[The request]
Leave out the pictures and repeat the data exactly.

[Data supplied]
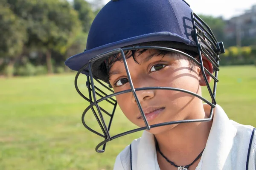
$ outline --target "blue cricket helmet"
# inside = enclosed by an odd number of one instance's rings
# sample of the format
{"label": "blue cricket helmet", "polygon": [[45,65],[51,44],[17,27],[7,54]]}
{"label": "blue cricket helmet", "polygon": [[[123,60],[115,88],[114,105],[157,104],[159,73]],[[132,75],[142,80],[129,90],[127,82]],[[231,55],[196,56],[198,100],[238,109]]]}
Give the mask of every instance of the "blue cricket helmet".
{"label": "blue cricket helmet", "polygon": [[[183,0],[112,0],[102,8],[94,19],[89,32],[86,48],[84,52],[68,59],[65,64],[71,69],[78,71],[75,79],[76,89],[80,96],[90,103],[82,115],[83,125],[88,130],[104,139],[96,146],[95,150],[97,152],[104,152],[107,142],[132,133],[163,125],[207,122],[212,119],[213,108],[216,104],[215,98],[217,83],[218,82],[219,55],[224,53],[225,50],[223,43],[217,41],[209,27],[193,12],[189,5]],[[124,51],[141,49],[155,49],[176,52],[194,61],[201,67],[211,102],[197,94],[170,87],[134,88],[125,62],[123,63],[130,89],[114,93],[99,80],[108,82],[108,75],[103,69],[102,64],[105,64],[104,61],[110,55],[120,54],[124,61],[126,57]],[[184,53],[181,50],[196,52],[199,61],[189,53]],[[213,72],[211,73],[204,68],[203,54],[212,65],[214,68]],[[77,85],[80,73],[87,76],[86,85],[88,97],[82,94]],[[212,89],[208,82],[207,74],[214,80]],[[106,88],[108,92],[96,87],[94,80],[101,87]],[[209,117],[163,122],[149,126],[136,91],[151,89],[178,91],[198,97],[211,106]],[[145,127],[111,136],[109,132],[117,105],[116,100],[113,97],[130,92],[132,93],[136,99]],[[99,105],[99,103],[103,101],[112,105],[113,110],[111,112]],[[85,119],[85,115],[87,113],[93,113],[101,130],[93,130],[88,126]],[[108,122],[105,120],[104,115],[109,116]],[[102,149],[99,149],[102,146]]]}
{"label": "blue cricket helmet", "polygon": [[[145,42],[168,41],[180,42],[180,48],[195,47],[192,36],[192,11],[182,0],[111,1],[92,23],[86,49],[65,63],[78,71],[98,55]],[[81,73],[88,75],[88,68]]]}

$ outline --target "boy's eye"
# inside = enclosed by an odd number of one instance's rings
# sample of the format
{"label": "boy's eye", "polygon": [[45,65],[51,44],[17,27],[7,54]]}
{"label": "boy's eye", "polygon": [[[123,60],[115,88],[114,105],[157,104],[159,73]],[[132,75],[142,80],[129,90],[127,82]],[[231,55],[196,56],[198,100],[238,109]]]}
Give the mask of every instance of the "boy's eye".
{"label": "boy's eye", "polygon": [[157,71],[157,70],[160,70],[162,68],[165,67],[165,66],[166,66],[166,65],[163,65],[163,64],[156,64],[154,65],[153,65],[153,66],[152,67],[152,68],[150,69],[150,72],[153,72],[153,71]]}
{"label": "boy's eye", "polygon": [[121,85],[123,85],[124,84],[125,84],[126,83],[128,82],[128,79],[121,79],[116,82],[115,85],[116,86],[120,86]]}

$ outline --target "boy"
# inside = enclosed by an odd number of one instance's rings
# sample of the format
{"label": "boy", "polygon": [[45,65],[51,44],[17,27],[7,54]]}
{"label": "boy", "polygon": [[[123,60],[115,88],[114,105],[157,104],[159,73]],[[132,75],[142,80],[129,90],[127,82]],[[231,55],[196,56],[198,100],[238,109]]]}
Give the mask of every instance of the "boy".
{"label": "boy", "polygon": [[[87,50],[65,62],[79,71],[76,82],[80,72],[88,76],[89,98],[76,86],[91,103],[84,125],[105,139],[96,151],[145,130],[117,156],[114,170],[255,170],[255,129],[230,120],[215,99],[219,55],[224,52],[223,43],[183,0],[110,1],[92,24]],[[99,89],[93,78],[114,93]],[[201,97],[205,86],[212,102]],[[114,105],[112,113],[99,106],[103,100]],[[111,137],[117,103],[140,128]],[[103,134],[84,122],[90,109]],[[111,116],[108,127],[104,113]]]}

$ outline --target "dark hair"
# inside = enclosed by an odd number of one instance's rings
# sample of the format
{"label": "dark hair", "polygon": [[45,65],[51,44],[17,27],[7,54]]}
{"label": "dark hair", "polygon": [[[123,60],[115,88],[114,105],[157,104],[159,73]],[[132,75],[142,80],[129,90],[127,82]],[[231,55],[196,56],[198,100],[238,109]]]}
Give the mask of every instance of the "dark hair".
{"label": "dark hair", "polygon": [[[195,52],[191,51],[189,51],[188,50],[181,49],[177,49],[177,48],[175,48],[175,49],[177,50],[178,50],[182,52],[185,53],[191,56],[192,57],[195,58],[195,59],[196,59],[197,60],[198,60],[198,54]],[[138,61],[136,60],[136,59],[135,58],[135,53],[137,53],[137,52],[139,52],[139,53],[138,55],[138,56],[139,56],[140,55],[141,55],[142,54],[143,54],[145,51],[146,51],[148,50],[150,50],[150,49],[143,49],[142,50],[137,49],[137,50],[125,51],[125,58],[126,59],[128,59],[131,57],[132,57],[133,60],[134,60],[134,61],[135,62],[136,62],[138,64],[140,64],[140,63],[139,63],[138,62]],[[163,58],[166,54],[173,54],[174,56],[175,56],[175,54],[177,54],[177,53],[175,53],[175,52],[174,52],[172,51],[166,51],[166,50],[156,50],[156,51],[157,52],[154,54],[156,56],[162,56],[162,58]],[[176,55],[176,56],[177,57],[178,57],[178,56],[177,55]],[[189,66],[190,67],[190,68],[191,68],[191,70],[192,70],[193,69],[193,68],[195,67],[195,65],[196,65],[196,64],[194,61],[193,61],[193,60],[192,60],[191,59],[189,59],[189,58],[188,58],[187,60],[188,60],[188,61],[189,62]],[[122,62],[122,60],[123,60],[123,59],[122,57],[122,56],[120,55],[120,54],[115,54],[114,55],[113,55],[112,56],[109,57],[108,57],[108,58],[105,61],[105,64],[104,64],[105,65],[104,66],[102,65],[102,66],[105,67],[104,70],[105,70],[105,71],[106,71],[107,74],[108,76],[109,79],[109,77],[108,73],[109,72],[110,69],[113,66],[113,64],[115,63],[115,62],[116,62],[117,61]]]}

[Result of the exercise]
$ outline --target "blue cricket helmet"
# inside = enclosed by an odd number of one instance's rings
# sample of the format
{"label": "blue cricket helmet", "polygon": [[45,65],[51,44],[17,27],[7,54]]}
{"label": "blue cricket helmet", "polygon": [[[123,60],[115,88],[114,105],[157,104],[159,73]],[[132,75],[142,80],[129,90],[127,82]],[[231,55],[196,56],[198,100],[238,109]]]}
Give the mask of every instance of the "blue cricket helmet".
{"label": "blue cricket helmet", "polygon": [[[183,0],[112,0],[102,8],[94,19],[89,32],[86,48],[84,52],[68,59],[65,64],[71,69],[78,71],[75,79],[76,89],[80,96],[90,103],[82,115],[83,125],[88,130],[104,139],[96,146],[95,150],[97,152],[104,152],[107,142],[132,133],[163,125],[207,122],[212,119],[213,108],[216,104],[215,98],[217,83],[218,82],[219,55],[224,53],[225,50],[223,43],[217,41],[209,27],[193,12],[189,5]],[[124,51],[141,49],[155,49],[176,52],[194,61],[201,67],[211,102],[197,94],[170,87],[134,88],[125,62],[123,63],[130,89],[114,93],[99,80],[108,82],[108,75],[103,69],[102,64],[105,64],[104,61],[110,55],[120,54],[124,61],[126,57]],[[184,53],[181,50],[196,52],[199,61],[189,53]],[[213,72],[211,73],[204,68],[203,54],[212,65],[214,68]],[[77,85],[80,73],[87,76],[86,85],[88,97],[82,94]],[[212,89],[208,82],[207,74],[214,80]],[[106,88],[108,92],[96,87],[94,80],[101,87]],[[209,117],[163,122],[149,126],[136,91],[151,89],[178,91],[198,97],[211,106]],[[145,127],[111,136],[109,132],[117,105],[116,100],[113,97],[130,92],[132,93],[136,99]],[[99,105],[99,103],[103,101],[112,105],[113,110],[111,112]],[[85,119],[85,115],[87,113],[93,113],[101,130],[93,130],[88,126]],[[108,122],[105,120],[104,115],[109,116]],[[102,149],[99,149],[102,146]]]}
{"label": "blue cricket helmet", "polygon": [[[145,42],[168,41],[180,42],[180,48],[195,47],[192,36],[192,11],[182,0],[111,1],[92,23],[86,49],[65,63],[78,71],[98,55]],[[81,73],[88,75],[88,68]]]}

$ outline --target "boy's eye"
# inside = enclosed by an odd number of one instance's rings
# sample of the format
{"label": "boy's eye", "polygon": [[45,65],[51,44],[17,27],[7,54]]}
{"label": "boy's eye", "polygon": [[[123,60],[115,88],[114,105],[157,104],[159,73]],[[132,75],[142,80],[129,90],[127,82]],[[231,55],[196,56],[198,100],[238,109]]]}
Give the mask of every instance of the "boy's eye".
{"label": "boy's eye", "polygon": [[157,71],[157,70],[160,70],[162,68],[165,67],[165,66],[166,66],[166,65],[163,65],[163,64],[156,64],[154,65],[153,65],[153,66],[152,67],[152,68],[150,69],[150,72],[153,72],[153,71]]}
{"label": "boy's eye", "polygon": [[121,85],[123,85],[124,84],[125,84],[126,83],[128,82],[128,79],[121,79],[116,82],[115,85],[116,86],[120,86]]}

$ outline --target "boy"
# inside = enclosed by an odd number of one instance's rings
# sample of the format
{"label": "boy", "polygon": [[45,65],[51,44],[17,27],[7,54]]}
{"label": "boy", "polygon": [[[123,60],[115,88],[114,105],[157,104],[159,73]],[[132,75],[142,80],[129,90],[127,82]],[[231,55],[196,56],[198,100],[238,109]]]}
Give the mask of every instance of the "boy".
{"label": "boy", "polygon": [[[87,50],[65,62],[79,71],[76,82],[80,72],[88,76],[89,98],[76,86],[91,103],[84,125],[105,139],[96,151],[145,130],[117,156],[114,170],[255,170],[255,129],[230,120],[215,99],[219,55],[224,52],[223,43],[183,0],[110,1],[92,24]],[[99,89],[93,78],[114,93]],[[201,97],[205,86],[212,102]],[[114,105],[112,113],[99,106],[103,100]],[[111,137],[117,103],[140,128]],[[103,134],[84,122],[90,109]],[[111,116],[108,127],[104,113]]]}

$ outline --target "dark hair"
# inside = enclosed by an odd number of one instance's rings
# sample of the format
{"label": "dark hair", "polygon": [[45,65],[51,44],[17,27],[7,54]]}
{"label": "dark hair", "polygon": [[[123,60],[115,88],[114,105],[157,104],[159,73]],[[132,75],[142,80],[129,90],[127,82]],[[231,55],[196,56],[198,100],[238,109]]]}
Give the mask of every instance of the "dark hair".
{"label": "dark hair", "polygon": [[[195,52],[191,51],[189,51],[188,50],[181,49],[177,49],[177,48],[175,48],[175,49],[177,50],[178,50],[182,52],[185,53],[191,56],[192,57],[195,58],[195,59],[196,59],[197,60],[198,60],[198,54]],[[138,61],[136,60],[136,59],[135,58],[135,53],[137,53],[137,52],[139,52],[139,53],[138,55],[138,56],[139,56],[140,55],[141,55],[142,54],[143,54],[145,51],[146,51],[148,50],[150,50],[150,49],[143,49],[142,50],[137,49],[137,50],[125,51],[125,58],[126,59],[128,59],[131,57],[132,57],[133,60],[134,60],[134,61],[135,62],[136,62],[138,64],[140,64],[140,63],[139,63],[138,62]],[[163,58],[166,54],[173,54],[174,56],[175,56],[175,54],[177,54],[177,53],[175,53],[175,52],[174,52],[172,51],[166,51],[166,50],[156,50],[156,51],[157,52],[154,54],[156,56],[162,56],[162,58]],[[176,55],[176,56],[177,57],[178,57],[178,56],[177,55]],[[189,66],[190,67],[190,68],[191,68],[191,70],[192,70],[193,69],[193,68],[195,67],[195,65],[196,65],[196,64],[194,61],[193,61],[193,60],[192,60],[191,59],[189,59],[189,58],[188,58],[187,60],[188,60],[188,61],[189,62]],[[122,62],[122,60],[123,60],[123,59],[122,57],[122,56],[120,55],[120,54],[115,54],[114,55],[113,55],[112,56],[109,57],[108,57],[108,58],[105,61],[105,64],[104,64],[105,65],[104,66],[102,65],[102,66],[105,67],[104,70],[105,70],[105,71],[106,71],[107,74],[108,76],[109,79],[109,77],[108,73],[109,72],[110,69],[113,66],[113,64],[115,63],[115,62],[116,62],[117,61]]]}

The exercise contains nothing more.